Dataset rows
--------------------------------

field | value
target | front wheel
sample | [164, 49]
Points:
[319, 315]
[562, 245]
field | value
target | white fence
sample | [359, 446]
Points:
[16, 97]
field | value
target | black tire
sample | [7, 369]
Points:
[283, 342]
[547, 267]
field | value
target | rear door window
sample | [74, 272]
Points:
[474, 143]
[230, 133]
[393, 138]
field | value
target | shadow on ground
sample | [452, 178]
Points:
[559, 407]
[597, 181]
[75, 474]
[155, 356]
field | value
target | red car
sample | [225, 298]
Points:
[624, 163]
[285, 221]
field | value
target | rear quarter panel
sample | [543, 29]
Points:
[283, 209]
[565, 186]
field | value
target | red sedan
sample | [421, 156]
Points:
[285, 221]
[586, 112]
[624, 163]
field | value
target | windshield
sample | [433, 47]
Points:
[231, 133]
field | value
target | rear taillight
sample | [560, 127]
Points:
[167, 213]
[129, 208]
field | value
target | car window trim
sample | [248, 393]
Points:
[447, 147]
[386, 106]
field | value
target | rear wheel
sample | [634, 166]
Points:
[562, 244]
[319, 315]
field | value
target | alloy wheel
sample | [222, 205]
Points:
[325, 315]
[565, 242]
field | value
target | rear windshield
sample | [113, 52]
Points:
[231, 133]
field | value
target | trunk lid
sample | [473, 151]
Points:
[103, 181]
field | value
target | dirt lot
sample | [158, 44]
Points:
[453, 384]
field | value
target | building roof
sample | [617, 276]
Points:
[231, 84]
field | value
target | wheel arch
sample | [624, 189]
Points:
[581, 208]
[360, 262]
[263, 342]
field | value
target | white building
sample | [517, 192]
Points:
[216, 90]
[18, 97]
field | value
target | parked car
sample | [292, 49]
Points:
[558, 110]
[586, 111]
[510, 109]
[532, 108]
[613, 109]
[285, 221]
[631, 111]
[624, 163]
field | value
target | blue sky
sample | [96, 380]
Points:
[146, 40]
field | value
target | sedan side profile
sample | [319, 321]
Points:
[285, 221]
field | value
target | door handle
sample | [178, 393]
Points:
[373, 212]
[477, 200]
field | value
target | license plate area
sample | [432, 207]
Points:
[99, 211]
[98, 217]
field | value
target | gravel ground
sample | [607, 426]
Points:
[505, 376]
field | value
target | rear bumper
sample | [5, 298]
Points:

--------------------------------

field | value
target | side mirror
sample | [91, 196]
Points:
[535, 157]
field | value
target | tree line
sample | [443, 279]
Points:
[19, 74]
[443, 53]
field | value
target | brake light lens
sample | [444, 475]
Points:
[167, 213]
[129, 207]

--------------------------------

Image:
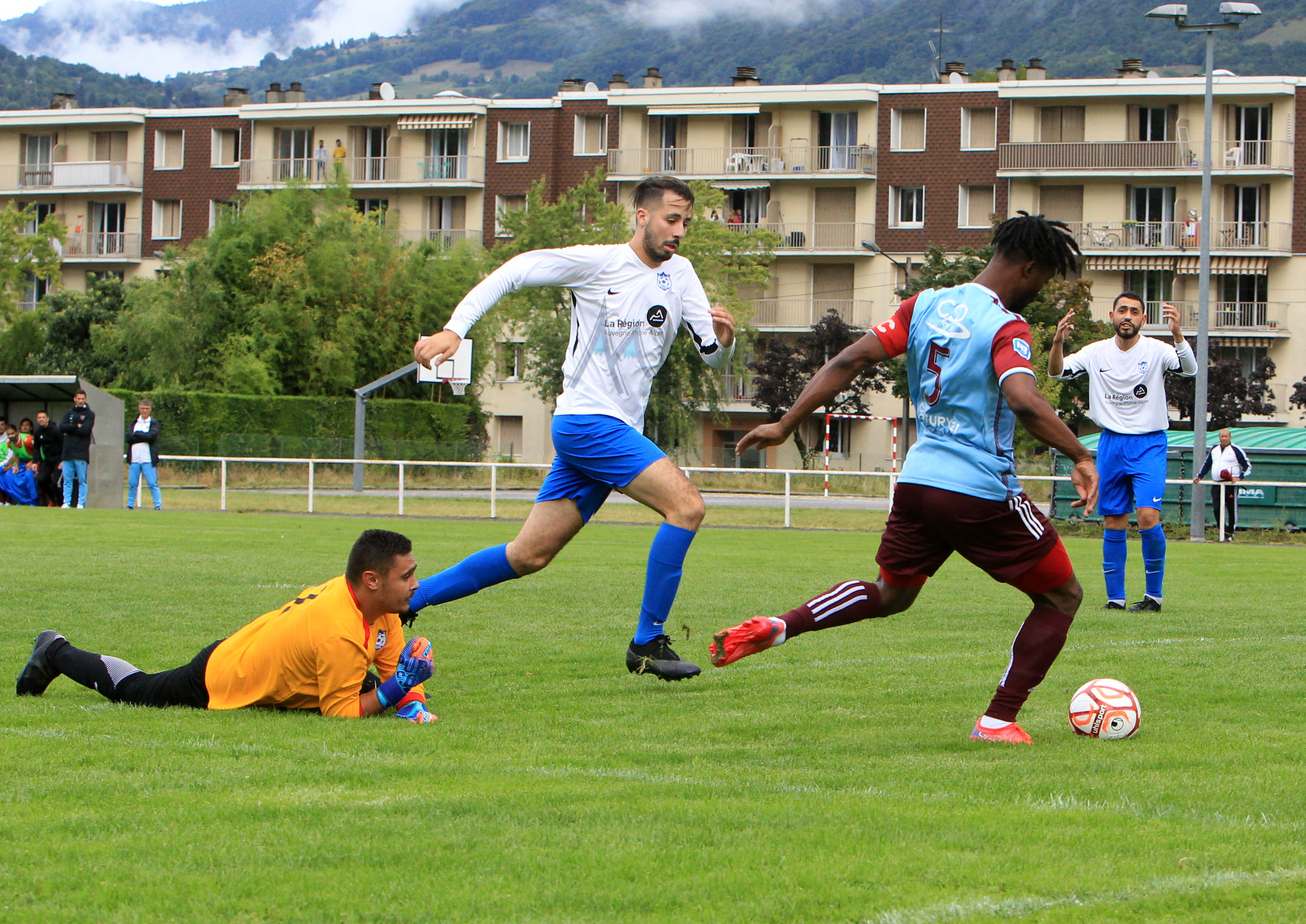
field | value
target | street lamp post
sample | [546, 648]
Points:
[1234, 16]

--------------------------------

| What to work on |
Can you locate each line in the records that contains the string "windshield", matching case, and copy those lines?

| Answer |
target | windshield
target | rear windshield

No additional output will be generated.